[What this task involves] Give the count of lines in the data that include the string "cloud", with no added remarks.

[Source material]
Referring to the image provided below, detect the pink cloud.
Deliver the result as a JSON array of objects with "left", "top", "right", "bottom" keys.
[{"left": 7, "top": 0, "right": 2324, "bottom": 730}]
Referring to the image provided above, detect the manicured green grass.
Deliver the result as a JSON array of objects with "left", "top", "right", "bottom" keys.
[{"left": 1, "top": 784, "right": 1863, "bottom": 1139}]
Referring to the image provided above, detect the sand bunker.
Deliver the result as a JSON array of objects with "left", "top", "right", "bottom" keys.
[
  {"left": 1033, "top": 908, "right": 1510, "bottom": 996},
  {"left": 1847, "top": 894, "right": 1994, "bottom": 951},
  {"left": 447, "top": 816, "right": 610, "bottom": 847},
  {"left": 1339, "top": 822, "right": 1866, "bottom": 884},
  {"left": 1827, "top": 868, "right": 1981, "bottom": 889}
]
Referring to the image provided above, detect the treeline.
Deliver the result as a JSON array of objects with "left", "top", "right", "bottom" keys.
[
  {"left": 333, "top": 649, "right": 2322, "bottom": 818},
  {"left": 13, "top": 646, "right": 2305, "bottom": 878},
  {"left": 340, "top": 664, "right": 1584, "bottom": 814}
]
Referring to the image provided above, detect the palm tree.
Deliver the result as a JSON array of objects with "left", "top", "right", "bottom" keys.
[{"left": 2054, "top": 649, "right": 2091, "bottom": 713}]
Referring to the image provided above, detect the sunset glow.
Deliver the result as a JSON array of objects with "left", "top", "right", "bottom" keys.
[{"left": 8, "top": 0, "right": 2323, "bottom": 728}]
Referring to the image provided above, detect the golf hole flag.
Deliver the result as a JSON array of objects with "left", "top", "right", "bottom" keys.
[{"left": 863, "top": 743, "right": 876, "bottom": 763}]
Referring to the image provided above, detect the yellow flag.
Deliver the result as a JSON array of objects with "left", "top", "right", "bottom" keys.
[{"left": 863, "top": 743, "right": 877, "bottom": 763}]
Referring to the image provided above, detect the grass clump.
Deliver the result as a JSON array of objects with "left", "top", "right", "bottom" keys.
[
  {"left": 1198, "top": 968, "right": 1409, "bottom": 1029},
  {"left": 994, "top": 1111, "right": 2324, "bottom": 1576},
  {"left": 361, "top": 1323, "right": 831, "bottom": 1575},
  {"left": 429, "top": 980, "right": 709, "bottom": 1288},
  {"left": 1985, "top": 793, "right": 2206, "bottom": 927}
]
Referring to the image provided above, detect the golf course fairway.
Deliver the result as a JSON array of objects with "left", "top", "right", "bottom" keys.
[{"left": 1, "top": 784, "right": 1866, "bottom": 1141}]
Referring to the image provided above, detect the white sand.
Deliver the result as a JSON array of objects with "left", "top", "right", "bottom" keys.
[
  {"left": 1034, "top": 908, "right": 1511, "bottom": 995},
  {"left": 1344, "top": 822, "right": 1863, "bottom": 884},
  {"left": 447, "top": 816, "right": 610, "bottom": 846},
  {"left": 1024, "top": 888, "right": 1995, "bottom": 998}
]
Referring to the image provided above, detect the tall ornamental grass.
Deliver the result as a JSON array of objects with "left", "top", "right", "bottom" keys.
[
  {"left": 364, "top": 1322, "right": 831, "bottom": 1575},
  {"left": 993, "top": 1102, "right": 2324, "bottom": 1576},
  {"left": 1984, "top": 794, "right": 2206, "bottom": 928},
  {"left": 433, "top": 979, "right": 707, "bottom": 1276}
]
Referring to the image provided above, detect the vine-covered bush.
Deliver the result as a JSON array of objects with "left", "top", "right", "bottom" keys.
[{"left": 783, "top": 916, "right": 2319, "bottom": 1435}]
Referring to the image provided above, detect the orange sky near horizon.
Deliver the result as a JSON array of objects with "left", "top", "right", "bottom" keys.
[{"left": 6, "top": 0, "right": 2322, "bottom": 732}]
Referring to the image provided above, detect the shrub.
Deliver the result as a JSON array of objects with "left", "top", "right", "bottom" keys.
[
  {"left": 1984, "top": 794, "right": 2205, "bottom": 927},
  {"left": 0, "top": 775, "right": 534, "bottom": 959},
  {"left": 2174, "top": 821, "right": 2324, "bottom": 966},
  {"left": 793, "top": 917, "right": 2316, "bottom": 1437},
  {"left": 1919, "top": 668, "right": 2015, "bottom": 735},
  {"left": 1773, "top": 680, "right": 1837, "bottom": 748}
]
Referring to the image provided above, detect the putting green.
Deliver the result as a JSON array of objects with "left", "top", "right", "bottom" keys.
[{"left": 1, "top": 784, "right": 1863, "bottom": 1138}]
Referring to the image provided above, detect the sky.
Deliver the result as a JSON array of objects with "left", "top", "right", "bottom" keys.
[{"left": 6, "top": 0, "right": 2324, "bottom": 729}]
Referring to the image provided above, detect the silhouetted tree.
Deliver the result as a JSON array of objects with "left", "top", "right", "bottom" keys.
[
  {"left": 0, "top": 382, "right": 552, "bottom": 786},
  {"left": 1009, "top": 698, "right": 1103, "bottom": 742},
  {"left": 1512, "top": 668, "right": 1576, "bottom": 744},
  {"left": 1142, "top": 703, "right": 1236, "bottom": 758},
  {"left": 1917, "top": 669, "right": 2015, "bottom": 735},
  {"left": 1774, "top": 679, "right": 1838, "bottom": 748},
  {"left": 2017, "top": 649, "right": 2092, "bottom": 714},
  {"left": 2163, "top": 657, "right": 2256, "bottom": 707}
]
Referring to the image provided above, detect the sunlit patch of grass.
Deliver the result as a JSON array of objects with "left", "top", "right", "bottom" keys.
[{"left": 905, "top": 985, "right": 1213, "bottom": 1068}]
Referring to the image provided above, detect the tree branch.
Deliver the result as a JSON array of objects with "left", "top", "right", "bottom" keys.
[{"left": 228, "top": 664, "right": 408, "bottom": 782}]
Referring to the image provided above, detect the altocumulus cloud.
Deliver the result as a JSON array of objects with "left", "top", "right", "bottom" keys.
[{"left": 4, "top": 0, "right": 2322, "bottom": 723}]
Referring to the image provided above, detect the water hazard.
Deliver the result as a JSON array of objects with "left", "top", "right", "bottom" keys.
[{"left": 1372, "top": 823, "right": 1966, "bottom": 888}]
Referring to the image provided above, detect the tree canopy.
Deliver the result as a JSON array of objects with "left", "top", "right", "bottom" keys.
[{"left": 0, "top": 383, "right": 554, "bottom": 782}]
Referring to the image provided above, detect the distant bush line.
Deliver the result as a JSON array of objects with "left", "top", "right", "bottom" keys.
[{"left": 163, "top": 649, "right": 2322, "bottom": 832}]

[The answer] 2